**WORK ITEM**. Give back exactly the lines that run from the beginning of the entries to the line containing "column 358, row 462", both included, and nothing else.

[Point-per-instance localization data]
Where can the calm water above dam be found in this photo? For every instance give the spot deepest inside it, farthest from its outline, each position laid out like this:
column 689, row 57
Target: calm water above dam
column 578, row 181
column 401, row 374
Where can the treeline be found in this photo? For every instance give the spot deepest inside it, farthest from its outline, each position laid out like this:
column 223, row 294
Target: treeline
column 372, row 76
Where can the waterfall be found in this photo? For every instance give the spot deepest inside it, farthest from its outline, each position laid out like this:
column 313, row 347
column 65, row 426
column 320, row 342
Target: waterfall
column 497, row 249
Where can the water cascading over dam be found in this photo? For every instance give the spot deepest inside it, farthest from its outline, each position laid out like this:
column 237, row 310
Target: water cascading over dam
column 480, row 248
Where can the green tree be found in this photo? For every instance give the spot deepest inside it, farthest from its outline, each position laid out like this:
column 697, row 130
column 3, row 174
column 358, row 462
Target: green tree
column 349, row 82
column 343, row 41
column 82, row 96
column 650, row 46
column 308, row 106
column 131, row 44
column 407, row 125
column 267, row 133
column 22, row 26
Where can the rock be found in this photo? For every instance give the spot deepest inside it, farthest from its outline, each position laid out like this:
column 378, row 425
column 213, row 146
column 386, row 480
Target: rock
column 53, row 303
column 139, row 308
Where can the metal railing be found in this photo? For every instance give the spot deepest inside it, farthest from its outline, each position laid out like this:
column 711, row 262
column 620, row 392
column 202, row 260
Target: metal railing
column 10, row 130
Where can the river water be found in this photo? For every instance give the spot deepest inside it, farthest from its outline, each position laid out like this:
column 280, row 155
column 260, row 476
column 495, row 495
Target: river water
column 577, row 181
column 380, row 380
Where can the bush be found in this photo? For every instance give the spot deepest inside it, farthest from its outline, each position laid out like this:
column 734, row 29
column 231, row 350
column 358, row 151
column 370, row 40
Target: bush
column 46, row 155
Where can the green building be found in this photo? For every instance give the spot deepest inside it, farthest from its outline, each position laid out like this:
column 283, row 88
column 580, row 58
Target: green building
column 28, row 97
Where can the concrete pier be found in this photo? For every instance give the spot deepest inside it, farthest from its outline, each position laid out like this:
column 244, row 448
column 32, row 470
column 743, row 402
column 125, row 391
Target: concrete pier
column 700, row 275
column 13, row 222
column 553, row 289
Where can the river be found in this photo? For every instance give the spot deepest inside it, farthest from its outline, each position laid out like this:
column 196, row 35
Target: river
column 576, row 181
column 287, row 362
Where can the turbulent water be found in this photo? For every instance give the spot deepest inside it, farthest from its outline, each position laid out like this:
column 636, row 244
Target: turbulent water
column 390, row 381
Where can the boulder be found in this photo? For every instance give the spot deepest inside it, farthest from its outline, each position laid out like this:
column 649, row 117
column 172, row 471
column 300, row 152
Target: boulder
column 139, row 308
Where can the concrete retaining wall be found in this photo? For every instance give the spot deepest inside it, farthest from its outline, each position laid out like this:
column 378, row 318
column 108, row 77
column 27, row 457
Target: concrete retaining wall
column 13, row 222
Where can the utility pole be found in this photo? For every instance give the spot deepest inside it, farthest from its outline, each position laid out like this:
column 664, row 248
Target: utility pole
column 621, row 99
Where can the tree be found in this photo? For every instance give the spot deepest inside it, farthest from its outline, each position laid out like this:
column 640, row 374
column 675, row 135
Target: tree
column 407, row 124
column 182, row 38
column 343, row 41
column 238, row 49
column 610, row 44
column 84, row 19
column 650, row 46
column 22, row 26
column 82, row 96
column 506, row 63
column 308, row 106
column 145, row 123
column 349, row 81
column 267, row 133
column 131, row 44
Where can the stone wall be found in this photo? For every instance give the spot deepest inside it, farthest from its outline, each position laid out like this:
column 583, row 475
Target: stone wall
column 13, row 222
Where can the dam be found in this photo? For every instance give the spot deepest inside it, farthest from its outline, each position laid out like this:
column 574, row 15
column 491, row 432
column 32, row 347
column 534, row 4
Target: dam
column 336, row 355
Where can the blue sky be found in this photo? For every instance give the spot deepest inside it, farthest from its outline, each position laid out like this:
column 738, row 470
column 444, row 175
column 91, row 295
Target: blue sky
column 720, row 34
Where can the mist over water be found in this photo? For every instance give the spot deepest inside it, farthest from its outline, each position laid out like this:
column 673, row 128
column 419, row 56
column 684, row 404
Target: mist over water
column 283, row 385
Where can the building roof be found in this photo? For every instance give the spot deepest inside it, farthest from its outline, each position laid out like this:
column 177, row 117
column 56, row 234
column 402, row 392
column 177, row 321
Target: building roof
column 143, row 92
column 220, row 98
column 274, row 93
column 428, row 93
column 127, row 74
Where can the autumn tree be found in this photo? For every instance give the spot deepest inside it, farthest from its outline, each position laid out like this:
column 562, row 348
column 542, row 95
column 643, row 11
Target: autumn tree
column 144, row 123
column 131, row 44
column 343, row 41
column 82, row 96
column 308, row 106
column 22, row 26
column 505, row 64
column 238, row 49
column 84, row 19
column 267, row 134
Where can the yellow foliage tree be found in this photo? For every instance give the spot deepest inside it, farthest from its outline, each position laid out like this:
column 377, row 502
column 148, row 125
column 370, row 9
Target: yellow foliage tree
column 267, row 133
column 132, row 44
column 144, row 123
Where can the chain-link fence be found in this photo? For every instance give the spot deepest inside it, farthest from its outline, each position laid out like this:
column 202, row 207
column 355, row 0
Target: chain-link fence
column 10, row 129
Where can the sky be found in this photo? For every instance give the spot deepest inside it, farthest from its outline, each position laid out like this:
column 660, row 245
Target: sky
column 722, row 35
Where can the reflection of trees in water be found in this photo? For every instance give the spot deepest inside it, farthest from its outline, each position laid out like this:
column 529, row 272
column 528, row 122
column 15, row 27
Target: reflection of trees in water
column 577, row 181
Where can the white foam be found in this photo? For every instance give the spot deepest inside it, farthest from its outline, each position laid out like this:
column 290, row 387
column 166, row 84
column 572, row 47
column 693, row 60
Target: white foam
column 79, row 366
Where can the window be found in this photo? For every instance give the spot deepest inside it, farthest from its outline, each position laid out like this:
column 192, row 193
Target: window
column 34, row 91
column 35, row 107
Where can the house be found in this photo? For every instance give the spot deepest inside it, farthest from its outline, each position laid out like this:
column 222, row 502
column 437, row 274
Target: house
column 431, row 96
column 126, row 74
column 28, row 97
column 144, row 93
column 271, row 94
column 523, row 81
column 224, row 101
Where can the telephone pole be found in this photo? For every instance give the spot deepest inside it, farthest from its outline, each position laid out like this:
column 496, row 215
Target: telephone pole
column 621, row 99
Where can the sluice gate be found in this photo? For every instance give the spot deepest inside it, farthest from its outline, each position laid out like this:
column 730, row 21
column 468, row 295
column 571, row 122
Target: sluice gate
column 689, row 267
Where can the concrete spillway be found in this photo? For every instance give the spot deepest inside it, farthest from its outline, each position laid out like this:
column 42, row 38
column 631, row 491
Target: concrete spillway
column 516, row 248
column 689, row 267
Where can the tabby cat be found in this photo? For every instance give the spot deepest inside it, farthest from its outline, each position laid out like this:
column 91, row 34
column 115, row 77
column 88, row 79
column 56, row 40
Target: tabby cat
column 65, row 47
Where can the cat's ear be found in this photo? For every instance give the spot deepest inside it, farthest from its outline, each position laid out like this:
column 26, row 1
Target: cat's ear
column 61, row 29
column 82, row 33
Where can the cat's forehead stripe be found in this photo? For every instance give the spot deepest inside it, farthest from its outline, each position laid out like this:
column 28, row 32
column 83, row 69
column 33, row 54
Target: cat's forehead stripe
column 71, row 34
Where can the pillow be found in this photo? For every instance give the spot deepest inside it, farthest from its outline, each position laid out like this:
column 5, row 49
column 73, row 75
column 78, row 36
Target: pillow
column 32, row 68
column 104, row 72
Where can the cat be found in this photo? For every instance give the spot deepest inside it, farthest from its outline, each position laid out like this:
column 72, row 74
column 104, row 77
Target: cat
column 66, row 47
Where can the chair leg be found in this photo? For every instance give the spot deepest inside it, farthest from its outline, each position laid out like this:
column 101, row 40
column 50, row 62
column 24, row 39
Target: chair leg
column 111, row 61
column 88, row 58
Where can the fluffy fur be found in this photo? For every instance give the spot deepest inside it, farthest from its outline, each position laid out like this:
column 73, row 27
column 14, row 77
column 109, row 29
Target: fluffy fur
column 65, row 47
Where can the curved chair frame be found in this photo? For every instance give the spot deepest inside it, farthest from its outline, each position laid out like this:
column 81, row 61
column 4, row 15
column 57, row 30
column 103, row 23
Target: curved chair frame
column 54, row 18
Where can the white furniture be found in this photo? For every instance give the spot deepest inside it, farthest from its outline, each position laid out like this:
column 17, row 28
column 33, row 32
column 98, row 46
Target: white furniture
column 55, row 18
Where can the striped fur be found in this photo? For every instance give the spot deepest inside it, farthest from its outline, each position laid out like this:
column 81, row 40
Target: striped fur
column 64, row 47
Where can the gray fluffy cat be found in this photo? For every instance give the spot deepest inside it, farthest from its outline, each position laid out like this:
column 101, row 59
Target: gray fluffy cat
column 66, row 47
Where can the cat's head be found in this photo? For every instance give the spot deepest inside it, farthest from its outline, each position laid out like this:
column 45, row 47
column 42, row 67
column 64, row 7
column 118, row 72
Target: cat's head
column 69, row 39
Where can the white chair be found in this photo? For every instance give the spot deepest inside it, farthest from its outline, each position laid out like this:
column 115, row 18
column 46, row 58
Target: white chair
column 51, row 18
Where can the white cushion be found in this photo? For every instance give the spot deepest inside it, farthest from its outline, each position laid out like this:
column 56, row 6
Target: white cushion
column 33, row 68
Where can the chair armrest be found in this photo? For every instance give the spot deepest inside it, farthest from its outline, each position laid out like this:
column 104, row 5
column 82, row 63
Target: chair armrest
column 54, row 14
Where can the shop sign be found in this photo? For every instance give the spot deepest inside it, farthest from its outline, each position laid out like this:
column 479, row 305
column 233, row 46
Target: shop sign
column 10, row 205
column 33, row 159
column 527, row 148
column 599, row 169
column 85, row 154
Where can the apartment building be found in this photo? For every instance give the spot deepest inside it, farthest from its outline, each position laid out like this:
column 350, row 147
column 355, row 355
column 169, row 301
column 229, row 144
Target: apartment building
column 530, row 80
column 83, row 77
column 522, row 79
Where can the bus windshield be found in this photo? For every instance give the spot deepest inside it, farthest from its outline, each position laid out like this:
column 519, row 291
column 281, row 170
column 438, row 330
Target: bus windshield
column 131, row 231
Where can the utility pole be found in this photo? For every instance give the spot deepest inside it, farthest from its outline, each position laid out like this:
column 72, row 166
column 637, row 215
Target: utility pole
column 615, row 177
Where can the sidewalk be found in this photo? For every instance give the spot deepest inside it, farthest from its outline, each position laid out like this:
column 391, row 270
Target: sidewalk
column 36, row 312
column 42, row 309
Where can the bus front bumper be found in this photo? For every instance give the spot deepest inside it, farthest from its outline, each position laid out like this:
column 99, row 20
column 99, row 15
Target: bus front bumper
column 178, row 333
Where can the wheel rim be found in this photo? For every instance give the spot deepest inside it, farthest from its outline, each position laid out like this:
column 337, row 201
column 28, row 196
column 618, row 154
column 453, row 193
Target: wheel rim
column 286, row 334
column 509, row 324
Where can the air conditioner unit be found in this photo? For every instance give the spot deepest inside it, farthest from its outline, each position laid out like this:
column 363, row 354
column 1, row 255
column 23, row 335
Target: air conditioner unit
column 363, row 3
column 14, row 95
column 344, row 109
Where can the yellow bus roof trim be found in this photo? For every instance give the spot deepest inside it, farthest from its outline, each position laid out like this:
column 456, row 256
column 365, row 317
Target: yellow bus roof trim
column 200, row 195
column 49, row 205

**ANSWER SECTION**.
Where can the calm water above dam be found in this photo? For every instance give the spot deepest inside it, farthest from its outline, each position laid out like this:
column 689, row 57
Target: calm water above dam
column 578, row 181
column 401, row 374
Where can the treeline be found in this photo? For every instance give the spot deepest inside it, farthest from its outline, each position laid out like this:
column 223, row 294
Target: treeline
column 372, row 76
Where can the waterfall be found in this photo? For every instance give the spot deepest inside it, farthest from its outline, each position laid out like this:
column 313, row 347
column 65, row 426
column 320, row 342
Target: waterfall
column 497, row 249
Where can the water cascading over dam be found in this photo? For every instance give the spot deepest inside it, farthest from its outline, each position laid out like this:
column 237, row 310
Target: water cascading over dam
column 480, row 248
Where can the green tree be found in this photo? For every instance give the spot deepest inside it, farthest from its outline, each position laid out like this:
column 697, row 130
column 3, row 174
column 358, row 462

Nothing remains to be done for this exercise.